*** PASSAGE PROVIDED Section Begins ***
OpenAI's chair says vibe coding is here to stay — but it's not the endgame

OpenAI's chair says vibe coding is here to stay — but it's not the endgame
By: Business Posted On: January 29, 2026 View:

Bret Taylor is pictured.
OpenAI's chair, Bret Taylor, says vibe coding will stick around, but AI agents, not apps, will drive the next big shift in software. KIMIHIRO HOSHINO/AFP via Getty Images
  • Vibe coding will stick around, but it won't drive the next big tech shift, says OpenAI's chair.
  • Bret Taylor said focusing on building today's software faster misses the bigger picture.
  • AI agents will be "the future of software," and that's the real disruption, he added.

Vibe coding isn't going anywhere. But it's only part of a much bigger transformation, says OpenAI's board chair.

Bret Taylor said in an episode of the "Big Technology Podcast" published on Wednesday that using AI tools to build software quickly with natural language prompts will soon feel normal rather than novel. However, focusing on building today's software faster misses the bigger picture.

"Everyone's looking at all the software use and saying, 'How fast could I vibe code that?'" Taylor said. "I wonder if it's the wrong question."

Whether someone can quickly vibe code an app in a web browser isn't "the most interesting question in software," he added.

Instead, the software we use today is set to be replaced, and that's the real disruption, Taylor said.

Rather than dashboards, web-browser forms, and traditional apps, the structure of software will change. AI agents will be "the future of software."

"We will delegate tasks to agents that will operate against a database," Taylor said.

"Who's making those agents is the question," he added. "Will you buy those agents off the shelf or build them yourself?"

Taylor also said that while AI has slashed the cost of building software, it hasn't solved the harder problems of maintaining it — or the risk of getting things wrong.
*** PASSAGE PROVIDED Section Ends ***
*** DATA SECTION Section Begins ***
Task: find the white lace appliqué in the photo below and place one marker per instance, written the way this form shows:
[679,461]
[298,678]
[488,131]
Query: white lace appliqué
*** DATA SECTION Section Ends ***
*DIRECTIONS*.
1. Answer from the article on vibe coding:
(a) On which podcast did Taylor make his remarks?
(b) According to Taylor, what will be "the future of software"?
(c) Which harder problems does Taylor say AI has not solved, even though it has slashed the cost of building software?
2. Pick up the article on vibe coding after its final sentence and keep writing.

*RESPONSES*.
1.
(a) The "Big Technology Podcast."
(b) AI agents.
(c) Maintaining software, and the risk of getting things wrong.

2.
"That's why most people would prefer to buy a solution off the shelf," he said. "You want to amortize the cost of maintaining software among thousands of clients."

The limits of vibe coding

Vibe coding has taken off across the tech world, but tech leaders said the technology has limits.

Google CEO Sundar Pichai said in November in a "Google for Developers" podcast interview that vibe coding is "making coding so much more enjoyable," adding that it allows even non-technical users to create simple apps and websites.

During Alphabet's April earnings call, Pichai said AI generates more than 30% of Google's new code, up from 25% in October 2024.

Still, AI-generated code can be error-prone, overly long, or poorly structured.

"I'm not working on large codebases where you really have to get it right, the security has to be there," Pichai said in November.

Boris Cherny, the engineer behind Anthropic's Claude Code, said last month that vibe coding works best for prototypes or throwaway code, but not in software that sits at the core of a business.

"You want maintainable code sometimes. You want to be very thoughtful about every line sometimes," he said in an episode of "The Peterman Podcast" published in December.